May I have the line containing "positive clicks: (85, 6)" and every line after it through the end of the data, repeated exactly and with no other lines?

*** SOURCE MATERIAL Section Begins ***

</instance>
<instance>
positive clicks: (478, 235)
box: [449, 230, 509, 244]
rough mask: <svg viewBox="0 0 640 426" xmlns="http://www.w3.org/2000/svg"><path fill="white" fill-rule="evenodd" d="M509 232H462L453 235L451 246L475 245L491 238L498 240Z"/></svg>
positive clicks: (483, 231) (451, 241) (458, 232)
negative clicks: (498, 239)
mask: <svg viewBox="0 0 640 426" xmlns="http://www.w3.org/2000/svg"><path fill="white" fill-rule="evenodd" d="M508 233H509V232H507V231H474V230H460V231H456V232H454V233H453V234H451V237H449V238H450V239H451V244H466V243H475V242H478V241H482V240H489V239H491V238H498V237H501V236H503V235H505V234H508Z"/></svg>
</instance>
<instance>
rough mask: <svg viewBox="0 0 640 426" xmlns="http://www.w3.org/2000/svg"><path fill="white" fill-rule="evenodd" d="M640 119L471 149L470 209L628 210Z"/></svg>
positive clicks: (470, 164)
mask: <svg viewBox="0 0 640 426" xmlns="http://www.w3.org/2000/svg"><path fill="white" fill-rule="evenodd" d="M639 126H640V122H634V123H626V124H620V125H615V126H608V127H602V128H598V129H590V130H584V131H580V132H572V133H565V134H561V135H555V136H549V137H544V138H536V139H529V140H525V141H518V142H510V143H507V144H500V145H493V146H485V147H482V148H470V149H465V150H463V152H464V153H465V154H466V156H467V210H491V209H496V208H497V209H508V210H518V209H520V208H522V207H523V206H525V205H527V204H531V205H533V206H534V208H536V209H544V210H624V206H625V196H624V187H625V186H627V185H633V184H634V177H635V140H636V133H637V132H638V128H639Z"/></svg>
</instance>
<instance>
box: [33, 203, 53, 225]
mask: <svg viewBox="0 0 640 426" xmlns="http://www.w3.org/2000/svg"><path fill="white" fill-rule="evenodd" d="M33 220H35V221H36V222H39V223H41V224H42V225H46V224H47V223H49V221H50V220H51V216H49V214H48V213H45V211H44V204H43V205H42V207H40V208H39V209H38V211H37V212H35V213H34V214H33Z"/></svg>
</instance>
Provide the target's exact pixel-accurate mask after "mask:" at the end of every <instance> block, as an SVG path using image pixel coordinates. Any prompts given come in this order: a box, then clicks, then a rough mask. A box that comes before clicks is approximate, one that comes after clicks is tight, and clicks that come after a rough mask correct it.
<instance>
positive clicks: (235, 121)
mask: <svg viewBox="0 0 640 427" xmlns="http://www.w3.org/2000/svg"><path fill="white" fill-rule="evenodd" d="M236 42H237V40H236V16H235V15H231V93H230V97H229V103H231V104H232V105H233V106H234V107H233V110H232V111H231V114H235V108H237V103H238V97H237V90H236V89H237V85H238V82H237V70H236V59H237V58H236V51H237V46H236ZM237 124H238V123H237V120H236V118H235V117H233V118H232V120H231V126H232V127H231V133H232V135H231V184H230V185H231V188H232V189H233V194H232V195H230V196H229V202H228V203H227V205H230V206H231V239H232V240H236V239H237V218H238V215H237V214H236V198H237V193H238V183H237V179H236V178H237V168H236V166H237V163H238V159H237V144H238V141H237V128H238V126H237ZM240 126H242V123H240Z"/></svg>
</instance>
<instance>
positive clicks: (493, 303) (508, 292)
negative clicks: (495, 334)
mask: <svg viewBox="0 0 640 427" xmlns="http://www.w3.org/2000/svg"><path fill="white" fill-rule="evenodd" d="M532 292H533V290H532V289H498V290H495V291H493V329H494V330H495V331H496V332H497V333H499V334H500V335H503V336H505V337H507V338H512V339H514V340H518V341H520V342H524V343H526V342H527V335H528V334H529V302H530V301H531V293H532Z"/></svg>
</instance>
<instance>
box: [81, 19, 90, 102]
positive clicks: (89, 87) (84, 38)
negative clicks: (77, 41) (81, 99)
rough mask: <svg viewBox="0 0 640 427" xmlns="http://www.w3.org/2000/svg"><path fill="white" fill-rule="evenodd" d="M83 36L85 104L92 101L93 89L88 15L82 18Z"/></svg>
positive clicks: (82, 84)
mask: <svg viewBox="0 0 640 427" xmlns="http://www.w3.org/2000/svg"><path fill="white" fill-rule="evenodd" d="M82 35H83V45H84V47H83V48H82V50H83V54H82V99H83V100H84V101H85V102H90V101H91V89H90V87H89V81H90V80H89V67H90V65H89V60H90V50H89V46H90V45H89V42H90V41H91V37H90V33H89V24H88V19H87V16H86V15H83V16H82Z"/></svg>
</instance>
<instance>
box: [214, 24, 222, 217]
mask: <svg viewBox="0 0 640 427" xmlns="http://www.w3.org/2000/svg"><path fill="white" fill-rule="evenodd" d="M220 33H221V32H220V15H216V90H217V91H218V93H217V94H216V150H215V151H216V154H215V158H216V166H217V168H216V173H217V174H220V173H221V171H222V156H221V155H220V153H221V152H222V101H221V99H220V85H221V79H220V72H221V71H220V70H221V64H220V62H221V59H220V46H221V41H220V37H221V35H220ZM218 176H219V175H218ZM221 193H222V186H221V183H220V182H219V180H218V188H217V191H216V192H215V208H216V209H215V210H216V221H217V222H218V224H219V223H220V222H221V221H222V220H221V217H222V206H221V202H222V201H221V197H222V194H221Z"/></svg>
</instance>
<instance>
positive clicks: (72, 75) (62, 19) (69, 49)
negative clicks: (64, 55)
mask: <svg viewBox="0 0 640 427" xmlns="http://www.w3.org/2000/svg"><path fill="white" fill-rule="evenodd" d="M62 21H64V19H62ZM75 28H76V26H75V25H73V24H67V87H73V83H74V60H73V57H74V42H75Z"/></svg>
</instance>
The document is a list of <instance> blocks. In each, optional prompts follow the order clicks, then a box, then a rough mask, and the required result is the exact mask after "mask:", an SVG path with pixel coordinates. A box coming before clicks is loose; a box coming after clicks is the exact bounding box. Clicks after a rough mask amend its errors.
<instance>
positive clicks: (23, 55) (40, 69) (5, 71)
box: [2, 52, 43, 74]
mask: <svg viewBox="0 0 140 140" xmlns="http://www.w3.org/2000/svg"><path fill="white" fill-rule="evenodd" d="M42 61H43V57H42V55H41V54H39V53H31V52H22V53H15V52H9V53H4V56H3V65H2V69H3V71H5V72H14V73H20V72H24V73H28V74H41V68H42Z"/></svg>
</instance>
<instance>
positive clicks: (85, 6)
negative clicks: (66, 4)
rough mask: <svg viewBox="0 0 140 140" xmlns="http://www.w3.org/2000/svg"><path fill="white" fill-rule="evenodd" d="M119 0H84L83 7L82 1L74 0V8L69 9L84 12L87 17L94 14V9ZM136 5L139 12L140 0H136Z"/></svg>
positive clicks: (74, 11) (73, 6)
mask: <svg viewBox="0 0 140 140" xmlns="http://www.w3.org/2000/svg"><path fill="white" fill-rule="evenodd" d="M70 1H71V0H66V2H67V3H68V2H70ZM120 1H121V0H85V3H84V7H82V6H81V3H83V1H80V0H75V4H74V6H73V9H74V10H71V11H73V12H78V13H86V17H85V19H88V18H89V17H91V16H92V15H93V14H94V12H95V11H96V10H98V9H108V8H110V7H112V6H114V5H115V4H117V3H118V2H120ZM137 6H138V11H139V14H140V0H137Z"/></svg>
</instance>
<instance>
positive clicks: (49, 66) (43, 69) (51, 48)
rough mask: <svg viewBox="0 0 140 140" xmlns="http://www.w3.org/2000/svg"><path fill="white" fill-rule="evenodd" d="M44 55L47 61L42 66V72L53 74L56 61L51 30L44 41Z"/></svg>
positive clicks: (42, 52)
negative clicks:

*** SOURCE MATERIAL Section Ends ***

_PROBLEM SOLUTION_
positive clicks: (85, 6)
negative clicks: (66, 4)
rough mask: <svg viewBox="0 0 140 140" xmlns="http://www.w3.org/2000/svg"><path fill="white" fill-rule="evenodd" d="M119 0H84L83 7L82 1L74 0V8L69 9L84 12L87 17L94 14V9ZM136 5L139 12L140 0H136Z"/></svg>
positive clicks: (74, 11) (73, 6)
mask: <svg viewBox="0 0 140 140" xmlns="http://www.w3.org/2000/svg"><path fill="white" fill-rule="evenodd" d="M70 1H71V0H66V2H67V3H68V2H70ZM120 1H121V0H85V3H84V7H82V6H81V3H83V1H80V0H75V4H74V6H73V9H74V10H71V11H73V12H78V13H86V17H85V19H88V18H89V17H91V16H92V15H93V14H94V12H95V11H96V10H98V9H108V8H110V7H112V6H114V5H115V4H117V3H118V2H120ZM137 6H138V11H139V14H140V0H137Z"/></svg>
</instance>
<instance>
positive clicks: (49, 66) (43, 69) (51, 48)
rough mask: <svg viewBox="0 0 140 140" xmlns="http://www.w3.org/2000/svg"><path fill="white" fill-rule="evenodd" d="M44 55L47 61L42 66V72L53 74L56 61L51 30L44 41Z"/></svg>
positive clicks: (42, 52)
negative clicks:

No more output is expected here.